- Vorliegender Text:
..............................

Die Planung des Kinderbildungs- und Betreuungsangebotes im Kindergartenjahr 2021/2022 konnte beispielsweise nicht aufgeschoben werden - der Jugendhilfeausschuss tagte demnach planmäßig Anfang Februar. Am 1. März können die Kindergartenleitungen dann endgültig die Plätze vergeben, auf die viele Essener Eltern hoffen. Ein Stillstand der Politik wegen Corona hätte in diesem Fall langfristige Folgen.

Welche Themen können aufgeschoben werden?

Auf den Tagesordnungen der Bezirksvertretungen stand im Januar beispielsweise ein Gespräch zur Gesundheitsversorgung im Essener Norden mit Gesundheitsdezernent Peter Renzel und Contilia-Geschäftsführer Dirk Albrecht. In diesem Punkt entschieden die Verantwortlichen, dass die Diskussion auch ein paar Wochen oder auch Monate später stattfinden kann.

Brenzliger ist die Entscheidung im Bezug auf eine Verkehrssituation im Essener Süden. Zum einen geht es um eine gefährliche Kreuzung an der Ecke Kahrstraße/Goethestraße in Rüttenscheid. Nach dem Abbau von Ampeln kam es dort zu mehreren Unfällen. Zum anderen gab es mehrere Unfälle an der Haltestelle Rubensstraße in Holsterhausen. In beiden Fällen wären dringend Ortstermine mit Politik und Behörden erforderlich. Mit Rücksicht auf die die Coronaregeln kamen sie aber bislang nicht zustande.

..............................

- Ausgangsmaterial:
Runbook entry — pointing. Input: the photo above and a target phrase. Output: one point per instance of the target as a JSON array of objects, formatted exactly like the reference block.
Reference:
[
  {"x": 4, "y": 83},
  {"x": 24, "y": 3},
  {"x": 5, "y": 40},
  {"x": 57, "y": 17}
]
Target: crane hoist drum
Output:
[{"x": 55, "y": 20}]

..............................

- Aufgabenstellung:
Beantworten Sie folgende Fragen zum vorliegenden Text:
1. Ab welchem Tag können die Kindergartenleitungen die Plätze endgültig vergeben?
2. Mit welchen beiden Personen sollte im Januar über die Gesundheitsversorgung im Essener Norden gesprochen werden?
3. An welcher Haltestelle in Holsterhausen kam es zu mehreren Unfällen?

- Lösung:
1. Die Kindergartenleitungen können die Plätze am 1. März endgültig vergeben.
2. Das Gespräch war mit Gesundheitsdezernent Peter Renzel und Contilia-Geschäftsführer Dirk Albrecht vorgesehen.
3. Die Unfälle ereigneten sich an der Haltestelle Rubensstraße.